Prompt
State how many lines of the records below contain the string "boxes", matching case exactly. Give only the number.

--- begin ---

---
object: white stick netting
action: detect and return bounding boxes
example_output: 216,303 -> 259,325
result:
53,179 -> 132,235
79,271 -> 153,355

--- end ---

Exercise output
1